PROVA A => Estrai dai record ogni riga che contiene la stringa "covered", tenendo conto delle maiuscole e delle minuscole.

Giuffré ha indicato, quale luogo di tale riunione, seppur non in termini di assoluta certezza, la casa di certo Guddo, certamente identificabile in Girolamo Guddo proprietario di una villa presso la quale, come emerso in molteplici processi, si tennero in quel periodo molte riunioni dei vertici mafiosi (”Non me lo ricordo con precisione, ma buona parte delle riunioni venivano fatte in unacasa di Guddo, se vado bene, nell’abitazione di Guddo, dove vi era un grande garage con attigua una grande stanza dove vi era sistemato un grande tavolo, dove ci sedevamo. […] Chi fosse il Guddo io non lo so, cioè, perché non l’ho mai frequentato, lo vedevo là, lo conoscevo, poi successivamente, a distanza di tempo, mi è stato dai Marcianò diciamo portato avanti, che aveva degli interessi sulla zona di Termini Imerese, mi sembra di avergli fatto pure qualche favore, niente di tutto questo”).

PROVA B =>
Rispondi alle seguenti domande sul brano riguardante le riunioni nella casa di Guddo.
(i) Chi ha indicato la casa di Guddo come luogo della riunione?
(ii) Che cosa si trovava accanto al grande garage nell'abitazione di Guddo?
(iii) Su quale zona, secondo quanto riferito dai Marcianò, Guddo aveva degli interessi?

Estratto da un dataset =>

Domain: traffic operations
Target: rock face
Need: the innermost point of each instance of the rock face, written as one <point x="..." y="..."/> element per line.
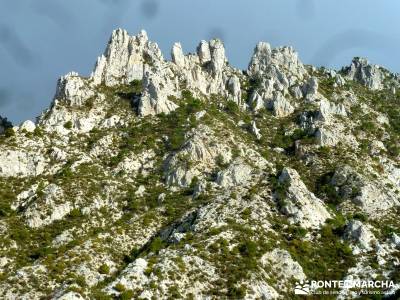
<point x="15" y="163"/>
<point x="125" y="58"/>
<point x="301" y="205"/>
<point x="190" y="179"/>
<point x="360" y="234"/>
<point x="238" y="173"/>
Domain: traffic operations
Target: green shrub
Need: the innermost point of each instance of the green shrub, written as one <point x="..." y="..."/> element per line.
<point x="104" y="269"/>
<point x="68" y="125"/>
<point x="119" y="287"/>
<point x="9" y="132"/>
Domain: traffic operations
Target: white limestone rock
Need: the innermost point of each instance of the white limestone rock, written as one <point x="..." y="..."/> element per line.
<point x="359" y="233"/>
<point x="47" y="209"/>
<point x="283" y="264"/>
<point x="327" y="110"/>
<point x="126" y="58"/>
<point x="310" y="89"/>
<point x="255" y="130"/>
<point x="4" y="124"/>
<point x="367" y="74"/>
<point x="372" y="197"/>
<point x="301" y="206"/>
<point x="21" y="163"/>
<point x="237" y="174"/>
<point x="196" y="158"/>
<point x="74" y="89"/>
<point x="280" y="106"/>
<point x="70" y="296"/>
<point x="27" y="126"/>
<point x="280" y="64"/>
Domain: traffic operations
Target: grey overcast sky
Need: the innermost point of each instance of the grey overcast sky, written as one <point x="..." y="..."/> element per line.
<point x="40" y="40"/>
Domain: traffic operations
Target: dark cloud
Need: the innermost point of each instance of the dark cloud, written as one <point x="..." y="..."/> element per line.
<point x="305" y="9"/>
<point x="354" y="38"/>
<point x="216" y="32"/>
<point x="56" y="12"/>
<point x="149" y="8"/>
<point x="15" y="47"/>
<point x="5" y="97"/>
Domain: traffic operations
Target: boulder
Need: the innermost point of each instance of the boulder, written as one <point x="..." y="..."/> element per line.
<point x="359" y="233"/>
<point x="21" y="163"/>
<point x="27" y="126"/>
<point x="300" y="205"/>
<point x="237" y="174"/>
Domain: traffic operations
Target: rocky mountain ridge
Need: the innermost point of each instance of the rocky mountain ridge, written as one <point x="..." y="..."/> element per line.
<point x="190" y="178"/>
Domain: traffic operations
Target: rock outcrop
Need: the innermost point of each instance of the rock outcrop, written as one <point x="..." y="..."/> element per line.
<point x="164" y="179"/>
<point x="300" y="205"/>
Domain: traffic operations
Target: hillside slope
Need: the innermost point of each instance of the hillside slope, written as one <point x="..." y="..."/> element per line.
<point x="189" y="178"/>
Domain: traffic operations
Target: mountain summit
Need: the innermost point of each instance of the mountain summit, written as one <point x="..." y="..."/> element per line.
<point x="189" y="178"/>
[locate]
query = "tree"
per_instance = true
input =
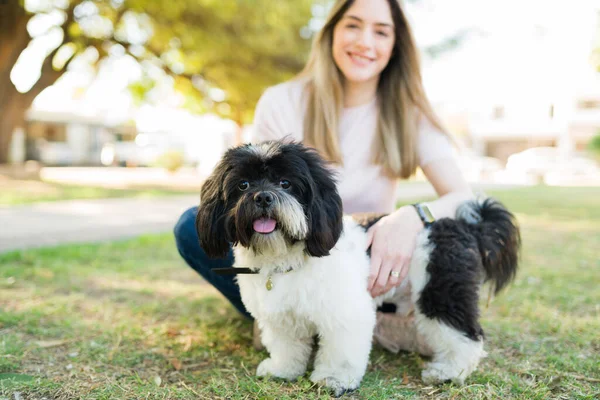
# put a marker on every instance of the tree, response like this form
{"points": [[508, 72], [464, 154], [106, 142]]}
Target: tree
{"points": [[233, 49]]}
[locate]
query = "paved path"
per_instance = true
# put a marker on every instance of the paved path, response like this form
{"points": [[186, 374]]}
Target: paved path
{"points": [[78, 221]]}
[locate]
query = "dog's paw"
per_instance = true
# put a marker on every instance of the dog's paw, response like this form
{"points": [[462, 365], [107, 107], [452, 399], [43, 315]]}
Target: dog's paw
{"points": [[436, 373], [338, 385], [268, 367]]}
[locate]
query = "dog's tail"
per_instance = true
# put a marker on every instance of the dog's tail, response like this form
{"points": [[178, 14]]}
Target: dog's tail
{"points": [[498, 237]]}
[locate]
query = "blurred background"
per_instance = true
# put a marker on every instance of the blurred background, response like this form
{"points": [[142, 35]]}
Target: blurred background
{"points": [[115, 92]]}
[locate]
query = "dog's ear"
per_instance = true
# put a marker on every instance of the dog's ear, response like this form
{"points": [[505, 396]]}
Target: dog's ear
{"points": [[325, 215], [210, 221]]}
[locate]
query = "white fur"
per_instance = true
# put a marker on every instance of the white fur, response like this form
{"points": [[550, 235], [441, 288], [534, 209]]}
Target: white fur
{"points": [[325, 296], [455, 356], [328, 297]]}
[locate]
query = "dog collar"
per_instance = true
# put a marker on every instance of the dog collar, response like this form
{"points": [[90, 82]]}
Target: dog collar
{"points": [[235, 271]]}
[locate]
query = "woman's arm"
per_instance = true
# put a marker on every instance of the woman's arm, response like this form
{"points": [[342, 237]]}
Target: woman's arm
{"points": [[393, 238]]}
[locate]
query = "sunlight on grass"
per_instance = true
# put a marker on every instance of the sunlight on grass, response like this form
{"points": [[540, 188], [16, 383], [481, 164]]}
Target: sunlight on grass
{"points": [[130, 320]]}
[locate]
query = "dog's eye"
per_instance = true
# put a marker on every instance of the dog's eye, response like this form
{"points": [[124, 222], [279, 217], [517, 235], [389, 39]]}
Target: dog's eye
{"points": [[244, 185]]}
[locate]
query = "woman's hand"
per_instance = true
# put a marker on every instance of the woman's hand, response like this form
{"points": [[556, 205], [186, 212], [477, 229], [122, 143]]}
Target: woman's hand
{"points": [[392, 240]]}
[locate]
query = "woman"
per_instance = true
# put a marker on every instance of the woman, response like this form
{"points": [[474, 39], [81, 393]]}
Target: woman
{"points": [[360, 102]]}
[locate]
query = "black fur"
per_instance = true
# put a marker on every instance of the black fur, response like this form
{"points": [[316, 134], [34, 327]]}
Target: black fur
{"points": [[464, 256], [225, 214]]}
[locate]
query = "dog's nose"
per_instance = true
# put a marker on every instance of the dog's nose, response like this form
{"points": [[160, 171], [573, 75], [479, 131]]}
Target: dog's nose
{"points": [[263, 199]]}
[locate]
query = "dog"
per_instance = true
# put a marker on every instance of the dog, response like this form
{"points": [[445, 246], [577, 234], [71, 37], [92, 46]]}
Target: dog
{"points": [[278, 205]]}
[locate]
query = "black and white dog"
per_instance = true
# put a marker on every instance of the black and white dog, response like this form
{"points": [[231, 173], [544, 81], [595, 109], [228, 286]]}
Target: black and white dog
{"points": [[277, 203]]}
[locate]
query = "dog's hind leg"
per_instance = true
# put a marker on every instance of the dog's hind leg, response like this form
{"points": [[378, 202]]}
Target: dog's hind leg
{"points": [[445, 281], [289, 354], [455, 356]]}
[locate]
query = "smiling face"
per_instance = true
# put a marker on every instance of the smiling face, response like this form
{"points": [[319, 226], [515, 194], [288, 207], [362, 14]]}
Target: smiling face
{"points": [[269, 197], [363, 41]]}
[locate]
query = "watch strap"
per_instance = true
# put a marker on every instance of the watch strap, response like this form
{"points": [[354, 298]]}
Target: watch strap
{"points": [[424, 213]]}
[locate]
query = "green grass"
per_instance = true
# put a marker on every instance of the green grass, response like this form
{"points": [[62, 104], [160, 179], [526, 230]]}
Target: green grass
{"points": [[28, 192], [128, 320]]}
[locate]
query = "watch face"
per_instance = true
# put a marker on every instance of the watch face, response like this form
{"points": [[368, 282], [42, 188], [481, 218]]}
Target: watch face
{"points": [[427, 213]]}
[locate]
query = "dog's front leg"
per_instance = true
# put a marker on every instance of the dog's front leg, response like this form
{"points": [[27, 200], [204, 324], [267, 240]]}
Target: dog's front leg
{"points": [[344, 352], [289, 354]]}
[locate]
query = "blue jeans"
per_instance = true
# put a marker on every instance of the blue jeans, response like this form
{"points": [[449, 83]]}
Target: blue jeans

---

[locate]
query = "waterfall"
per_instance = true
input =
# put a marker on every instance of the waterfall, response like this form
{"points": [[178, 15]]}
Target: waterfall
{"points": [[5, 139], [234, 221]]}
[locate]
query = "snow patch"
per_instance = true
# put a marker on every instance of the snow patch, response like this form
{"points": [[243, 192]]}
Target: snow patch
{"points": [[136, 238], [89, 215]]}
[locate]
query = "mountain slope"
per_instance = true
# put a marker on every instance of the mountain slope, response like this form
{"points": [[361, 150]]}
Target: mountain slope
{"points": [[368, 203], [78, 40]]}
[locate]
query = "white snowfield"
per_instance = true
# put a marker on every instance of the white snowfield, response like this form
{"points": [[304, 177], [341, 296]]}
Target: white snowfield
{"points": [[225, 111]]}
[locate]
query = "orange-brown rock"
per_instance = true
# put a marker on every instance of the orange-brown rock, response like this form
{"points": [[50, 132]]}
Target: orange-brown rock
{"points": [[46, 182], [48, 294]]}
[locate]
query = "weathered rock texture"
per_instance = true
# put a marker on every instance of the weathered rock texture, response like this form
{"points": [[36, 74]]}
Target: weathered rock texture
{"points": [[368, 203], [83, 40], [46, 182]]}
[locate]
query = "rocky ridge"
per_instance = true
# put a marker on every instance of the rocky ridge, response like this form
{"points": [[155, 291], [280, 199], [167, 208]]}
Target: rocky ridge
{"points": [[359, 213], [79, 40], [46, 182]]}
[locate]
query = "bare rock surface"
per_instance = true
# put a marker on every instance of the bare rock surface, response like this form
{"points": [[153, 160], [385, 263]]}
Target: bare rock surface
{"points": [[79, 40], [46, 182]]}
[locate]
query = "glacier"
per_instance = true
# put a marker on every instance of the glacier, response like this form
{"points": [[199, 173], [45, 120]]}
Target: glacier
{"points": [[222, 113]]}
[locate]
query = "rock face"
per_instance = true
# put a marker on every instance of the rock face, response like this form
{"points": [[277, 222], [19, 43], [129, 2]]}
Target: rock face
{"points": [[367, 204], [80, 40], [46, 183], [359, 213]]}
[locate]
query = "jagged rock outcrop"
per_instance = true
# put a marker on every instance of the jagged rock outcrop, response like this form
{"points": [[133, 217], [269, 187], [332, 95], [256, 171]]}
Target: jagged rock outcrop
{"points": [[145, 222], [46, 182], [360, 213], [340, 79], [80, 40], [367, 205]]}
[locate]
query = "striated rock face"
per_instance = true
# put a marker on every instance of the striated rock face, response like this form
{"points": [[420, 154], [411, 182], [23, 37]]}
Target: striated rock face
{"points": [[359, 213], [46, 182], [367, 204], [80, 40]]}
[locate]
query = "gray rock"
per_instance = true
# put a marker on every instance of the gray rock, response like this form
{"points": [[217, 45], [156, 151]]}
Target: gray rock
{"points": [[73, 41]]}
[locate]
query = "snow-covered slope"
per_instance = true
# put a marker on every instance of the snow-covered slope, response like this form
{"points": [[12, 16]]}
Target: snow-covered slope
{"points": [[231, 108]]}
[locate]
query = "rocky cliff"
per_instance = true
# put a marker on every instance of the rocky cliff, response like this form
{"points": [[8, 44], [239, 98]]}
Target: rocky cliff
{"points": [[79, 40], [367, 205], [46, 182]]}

RISPOSTA A =>
query = "snow-covered slope"
# put a marker on every instance of the snow-covered slope, response like this form
Target: snow-covered slope

RISPOSTA B =>
(i) Giuffré.
(ii) Una grande stanza in cui era sistemato un grande tavolo.
(iii) La zona di Termini Imerese.